Please reproduce the passage from the newsletter word for word, starting at "It was a whirlwind" and ending at "joined us live.".

:: Extract ::
╭──

Sunday March 1, 2026

(I’m hitting sending on this newsletter to you from Chicago!)

It was a whirlwind of a week over here. On Monday I flew from London to Lisbon for Meltwater annual Global Leadership Summit.

Two days of leadership sessions to get the latest updates on our product roadmap and to connect with colleagues from around the world to align on key initiatives. DDC was much talked about!

Here’s your lesson for this week, a key moment that stood out, and an upcoming free opportunity for you to develop your strategic skills for free!

THE LESSON 🏃🏻‍♂️

This week at Run Club, Devin Reed joined us live.

Devin spent 12 years in SaaS sales and marketing — including scaling content at Gong from 20 to 220 million in ARR. He's been in rooms with CEOs, in Slack threads with ICs, and in cross-functional meetings where nobody leaves aligned. And he shared something that stopped me.

He used to dread Monday mornings. Not because of the work — because of the communicating about the work.

9am: C-suite update. 9:30: team meeting. 10am: cross-functional sync.

Three audiences. Three altitudes. And he was giving all of them the same message.

╰──

:: Supplied entries ::
╭──

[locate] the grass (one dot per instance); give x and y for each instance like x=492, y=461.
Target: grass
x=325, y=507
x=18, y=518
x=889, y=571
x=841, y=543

╰──

:: Reply to the exercise ::
It was a whirlwind of a week over here. On Monday I flew from London to Lisbon for Meltwater annual Global Leadership Summit.

Two days of leadership sessions to get the latest updates on our product roadmap and to connect with colleagues from around the world to align on key initiatives. DDC was much talked about!

Here’s your lesson for this week, a key moment that stood out, and an upcoming free opportunity for you to develop your strategic skills for free!

THE LESSON 🏃🏻‍♂️

This week at Run Club, Devin Reed joined us live.